> TO DO
Reproduce the excerpt below on the source of funds and the purpose of the transaction, word for word and in full.

──────── PAGE

Item 3.   Source and Amount of Funds or Other Consideration
     XP-II and XP-I expended approximately $393,439.84 and $320,937.36, respectively, of their own investment capital to acquire the 2,100,000 and 1,885,229 shares of Common Stock held by them, respectively.
     XP-II and XP-I effect purchases of securities primarily through margin accounts maintained for them with Bear, Stearns Securities Corp., which may extend margin credit to them as and when required to open or carry positions in the margin accounts, subject to applicable Federal margin regulations, stock exchange rules and the firm’s credit policies. In such instances, the positions held in the margin accounts are pledged as collateral security for the repayment of debit balances in the accounts.
Item 4.   Purpose of Transaction
     XP-II and XP-I are engaged in the investment business, and the purpose of the acquisition of the shares of Common Stock by XP-II and XP-I is for investment. XCP and Mr. Arbess, as the investment managers of XP-II and XP-I, will analyze the operations, capital structure, financial performance and markets of companies, including the Issuer, on a continuous basis through analysis of documentation and discussions with knowledgeable industry and market participants, observers and analysts and with representatives of such companies (often at the invitation of management). From time to time, one or more of such Reporting Persons may hold discussions with third parties or with management of such companies or participate in committees of stakeholders in such companies in which the Reporting Persons may suggest or take a position with respect to potential changes in the operations, management or capital structure of such companies as a means of enhancing the value of the investments of their managed entities. Such suggestions or positions may relate to one or more of the transactions specified in clauses (a) through (j) of Item 4 of Schedule 13D, including, without limitation, such matters as disposing of or selling all or a portion of the company or acquiring another company or business, changing operating or marketing strategies, adopting or not adopting certain types of anti-takeover measures and restructuring the company’s capitalization or dividend policy.

────────────────
──────── RECORDED DATA

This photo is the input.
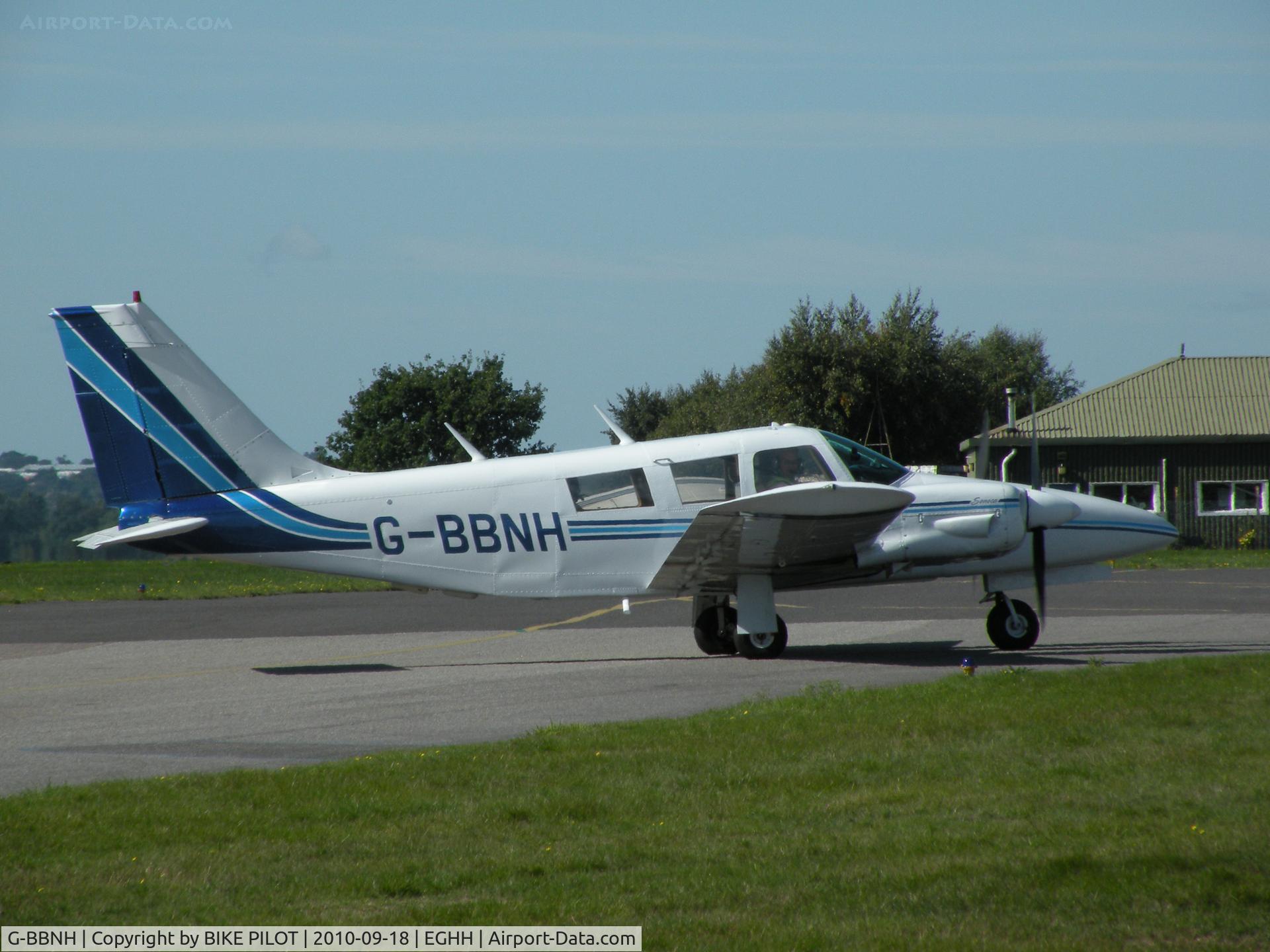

────────────────

> EXERCISE SOLUTION
Item 3.   Source and Amount of Funds or Other Consideration
     XP-II and XP-I expended approximately $393,439.84 and $320,937.36, respectively, of their own investment capital to acquire the 2,100,000 and 1,885,229 shares of Common Stock held by them, respectively.
     XP-II and XP-I effect purchases of securities primarily through margin accounts maintained for them with Bear, Stearns Securities Corp., which may extend margin credit to them as and when required to open or carry positions in the margin accounts, subject to applicable Federal margin regulations, stock exchange rules and the firm’s credit policies. In such instances, the positions held in the margin accounts are pledged as collateral security for the repayment of debit balances in the accounts.
Item 4.   Purpose of Transaction
     XP-II and XP-I are engaged in the investment business, and the purpose of the acquisition of the shares of Common Stock by XP-II and XP-I is for investment. XCP and Mr. Arbess, as the investment managers of XP-II and XP-I, will analyze the operations, capital structure, financial performance and markets of companies, including the Issuer, on a continuous basis through analysis of documentation and discussions with knowledgeable industry and market participants, observers and analysts and with representatives of such companies (often at the invitation of management). From time to time, one or more of such Reporting Persons may hold discussions with third parties or with management of such companies or participate in committees of stakeholders in such companies in which the Reporting Persons may suggest or take a position with respect to potential changes in the operations, management or capital structure of such companies as a means of enhancing the value of the investments of their managed entities. Such suggestions or positions may relate to one or more of the transactions specified in clauses (a) through (j) of Item 4 of Schedule 13D, including, without limitation, such matters as disposing of or selling all or a portion of the company or acquiring another company or business, changing operating or marketing strategies, adopting or not adopting certain types of anti-takeover measures and restructuring the company’s capitalization or dividend policy.